[DOCUMENT PASSAGE]
-=-=-

She had a South African flag draped over her shoulders and carried a big photo of Mandela as she stood in line at the stadium.

Rohan Laird, the 54-year-old CEO of a health insurance company, said he grew up during white rule in a "privileged position" as a white South African and that Mandela helped whites work through a burden of guilt.

"His reconciliation allowed whites to be released themselves," Laird said. "I honestly don't think the world will see another leader like Nelson Mandela."

A dazzling mix of royalty, statesmen and celebrities was in attendance.

Thabo Mbeki, who succeeded Mandela as president, got a rousing cheer as he entered the stands. French President Francois Hollande and his predecessor and rival, Nicolas Sarkozy, arrived together. U.N. Secretary-General Ban Ki-moon waved and bowed to spectators.

Mandela's widow, Graca Machel, and his former wife, Winnie Madikizela-Mandela, gave each other a long hug before the ceremonies began.

Actress Charlize Theron, model Naomi Campbell and singer Bono were among the celebrities paying final tribute.

-=-=-

[DATA RECORDS]
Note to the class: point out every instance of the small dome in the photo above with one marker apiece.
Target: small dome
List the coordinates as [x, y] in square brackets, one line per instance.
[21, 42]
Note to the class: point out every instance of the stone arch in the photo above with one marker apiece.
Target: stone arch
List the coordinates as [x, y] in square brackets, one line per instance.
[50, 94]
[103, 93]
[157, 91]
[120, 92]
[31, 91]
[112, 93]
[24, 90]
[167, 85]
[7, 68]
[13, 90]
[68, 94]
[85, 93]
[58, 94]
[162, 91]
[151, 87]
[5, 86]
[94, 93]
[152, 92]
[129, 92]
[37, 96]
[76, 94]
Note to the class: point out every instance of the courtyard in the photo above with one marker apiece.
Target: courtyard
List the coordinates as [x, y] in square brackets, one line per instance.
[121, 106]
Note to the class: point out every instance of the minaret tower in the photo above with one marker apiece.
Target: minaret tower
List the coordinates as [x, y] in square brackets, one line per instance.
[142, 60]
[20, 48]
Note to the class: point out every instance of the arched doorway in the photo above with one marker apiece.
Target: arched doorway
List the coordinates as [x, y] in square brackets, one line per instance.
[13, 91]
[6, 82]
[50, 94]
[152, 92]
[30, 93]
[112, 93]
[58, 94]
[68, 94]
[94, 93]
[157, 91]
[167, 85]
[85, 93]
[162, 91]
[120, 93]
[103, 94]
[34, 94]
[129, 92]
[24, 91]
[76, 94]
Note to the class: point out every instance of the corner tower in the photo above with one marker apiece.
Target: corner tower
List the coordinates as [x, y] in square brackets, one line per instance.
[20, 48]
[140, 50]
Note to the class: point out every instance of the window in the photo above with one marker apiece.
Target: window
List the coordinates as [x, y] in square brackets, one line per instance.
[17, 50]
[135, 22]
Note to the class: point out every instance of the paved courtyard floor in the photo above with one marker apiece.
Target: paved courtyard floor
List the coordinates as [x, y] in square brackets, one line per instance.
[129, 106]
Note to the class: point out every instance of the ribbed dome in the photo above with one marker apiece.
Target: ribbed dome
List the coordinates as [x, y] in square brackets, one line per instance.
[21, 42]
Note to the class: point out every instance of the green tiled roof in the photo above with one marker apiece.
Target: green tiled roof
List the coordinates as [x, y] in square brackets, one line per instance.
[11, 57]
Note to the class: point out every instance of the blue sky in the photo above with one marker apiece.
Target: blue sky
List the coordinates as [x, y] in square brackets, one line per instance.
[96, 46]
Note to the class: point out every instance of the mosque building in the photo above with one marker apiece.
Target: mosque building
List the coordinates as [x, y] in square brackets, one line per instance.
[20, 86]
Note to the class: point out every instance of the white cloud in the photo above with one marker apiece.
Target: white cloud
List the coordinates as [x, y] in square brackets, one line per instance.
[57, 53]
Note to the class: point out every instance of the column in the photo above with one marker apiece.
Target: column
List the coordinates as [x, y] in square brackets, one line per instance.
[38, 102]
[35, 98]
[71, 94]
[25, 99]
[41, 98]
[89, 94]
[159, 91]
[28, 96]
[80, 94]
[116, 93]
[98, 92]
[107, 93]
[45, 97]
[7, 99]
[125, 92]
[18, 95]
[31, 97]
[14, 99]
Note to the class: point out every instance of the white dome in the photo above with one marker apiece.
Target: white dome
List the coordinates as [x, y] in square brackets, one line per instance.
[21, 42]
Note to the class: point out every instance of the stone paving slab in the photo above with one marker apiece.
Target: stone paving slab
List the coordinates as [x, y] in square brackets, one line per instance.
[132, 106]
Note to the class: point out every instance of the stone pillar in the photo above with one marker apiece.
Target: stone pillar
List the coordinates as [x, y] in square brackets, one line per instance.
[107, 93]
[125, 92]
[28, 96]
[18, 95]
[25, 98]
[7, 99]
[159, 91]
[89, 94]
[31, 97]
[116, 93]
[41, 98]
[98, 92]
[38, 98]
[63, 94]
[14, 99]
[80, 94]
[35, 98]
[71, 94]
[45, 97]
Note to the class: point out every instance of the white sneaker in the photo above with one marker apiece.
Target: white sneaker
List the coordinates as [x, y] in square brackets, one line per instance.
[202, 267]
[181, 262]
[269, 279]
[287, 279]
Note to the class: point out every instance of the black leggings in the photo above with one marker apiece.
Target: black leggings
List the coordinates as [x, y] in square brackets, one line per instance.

-=-=-

[EXERCISE REQUIREMENTS] From the Mandela memorial passage, output verbatim the part that opens with the words containing "Rohan Laird, the" and closes with "was in attendance.". The rows are not used here.

[WORKED ANSWER]
Rohan Laird, the 54-year-old CEO of a health insurance company, said he grew up during white rule in a "privileged position" as a white South African and that Mandela helped whites work through a burden of guilt.

"His reconciliation allowed whites to be released themselves," Laird said. "I honestly don't think the world will see another leader like Nelson Mandela."

A dazzling mix of royalty, statesmen and celebrities was in attendance.